BEGIN Input data

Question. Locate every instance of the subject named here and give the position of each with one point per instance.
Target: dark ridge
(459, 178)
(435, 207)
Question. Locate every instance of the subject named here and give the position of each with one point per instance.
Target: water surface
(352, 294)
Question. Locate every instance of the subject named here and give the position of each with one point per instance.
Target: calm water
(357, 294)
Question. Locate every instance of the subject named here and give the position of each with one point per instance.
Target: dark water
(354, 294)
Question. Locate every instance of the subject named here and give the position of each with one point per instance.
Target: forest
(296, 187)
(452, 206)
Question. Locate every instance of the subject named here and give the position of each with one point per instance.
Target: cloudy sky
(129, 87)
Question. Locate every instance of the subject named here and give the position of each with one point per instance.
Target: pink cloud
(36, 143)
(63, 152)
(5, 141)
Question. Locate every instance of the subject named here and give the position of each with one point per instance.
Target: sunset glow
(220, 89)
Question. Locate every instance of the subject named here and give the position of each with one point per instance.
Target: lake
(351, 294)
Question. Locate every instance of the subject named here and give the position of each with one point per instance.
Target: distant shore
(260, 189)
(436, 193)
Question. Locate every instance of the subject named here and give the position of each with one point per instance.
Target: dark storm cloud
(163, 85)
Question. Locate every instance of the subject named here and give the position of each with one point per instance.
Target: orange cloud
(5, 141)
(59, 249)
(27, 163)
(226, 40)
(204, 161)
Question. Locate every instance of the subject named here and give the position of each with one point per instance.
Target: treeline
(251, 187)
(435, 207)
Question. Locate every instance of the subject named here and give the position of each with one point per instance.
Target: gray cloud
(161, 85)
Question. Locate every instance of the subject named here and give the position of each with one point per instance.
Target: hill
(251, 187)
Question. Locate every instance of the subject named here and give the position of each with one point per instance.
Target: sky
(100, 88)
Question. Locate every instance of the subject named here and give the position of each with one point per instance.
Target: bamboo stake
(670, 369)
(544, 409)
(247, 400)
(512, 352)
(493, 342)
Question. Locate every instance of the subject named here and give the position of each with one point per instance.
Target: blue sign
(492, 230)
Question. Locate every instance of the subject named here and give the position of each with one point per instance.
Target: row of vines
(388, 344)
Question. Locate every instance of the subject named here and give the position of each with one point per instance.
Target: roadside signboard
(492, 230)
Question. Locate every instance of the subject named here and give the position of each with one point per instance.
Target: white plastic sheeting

END Input data

▶ **Exercise objective**:
The task calls for every line of the material to be reproduced precisely.

▶ **Result for this task**:
Question. Locate every instance of the subject named here and give the position of each with one point per instance.
Target: dark ridge
(459, 178)
(435, 207)
Question. Locate every instance of the subject named here and give the position of each with one point per instance.
Target: water surface
(352, 294)
Question. Locate every instance of the subject named here and give the position of each with one point per instance.
Target: calm water
(357, 294)
Question. Locate every instance of the subject named here and give the position of each with one point per instance.
Target: dark water
(354, 294)
Question. Locate every instance of the subject named here and give the position of each with one point per instance.
Target: forest
(296, 187)
(452, 206)
Question. Locate every instance of the subject named here and give the position of each with one point per instance.
Target: cloudy sky
(129, 87)
Question. Locate every instance of the subject named here and give the position of each with one point per instance.
Target: pink cloud
(36, 143)
(63, 152)
(5, 141)
Question. Locate every instance of the subject named here and give the position of each with one point per instance.
Target: sunset glow
(220, 89)
Question. Locate every instance of the subject named here and give the position of each with one point per instance.
Target: lake
(351, 294)
Question. Locate every instance of the subject named here and give the position of each with one point per instance.
Target: distant shore
(260, 189)
(436, 193)
Question. Locate every instance of the subject named here and give the position of each with one point per instance.
Target: dark storm cloud
(163, 85)
Question. Locate every instance of the subject named here and give the position of each with one point per instance.
Target: orange cloud
(5, 141)
(59, 249)
(27, 163)
(226, 40)
(204, 161)
Question. Locate every instance of the subject named here and give the position of each with one point per instance.
Target: treeline
(251, 187)
(435, 207)
Question. Locate every instance of the subject named here and give the position of each with one point per instance.
Target: gray cloud
(161, 85)
Question. Locate every instance of the subject named here and give the position of each with one point per instance.
Target: hill
(251, 187)
Question. Locate every instance of the subject named here and give the position of each with one point per instance.
Target: sky
(100, 88)
Question. Locate every instance of the subject named here and give the position of each with one point per instance.
Target: bamboo stake
(670, 369)
(544, 409)
(247, 400)
(512, 352)
(493, 342)
Question. Locate every instance of the subject named here and give the position of each with one point per instance.
Target: blue sign
(492, 230)
Question. Locate every instance of the subject named here and give the position of each with one point per instance.
Target: row of vines
(388, 344)
Question. Locate every instance of the subject named here and give the position of each with one point per instance.
Target: roadside signboard
(492, 230)
Question. Locate every instance of the subject named here and give the position of each with one point per instance.
Target: white plastic sheeting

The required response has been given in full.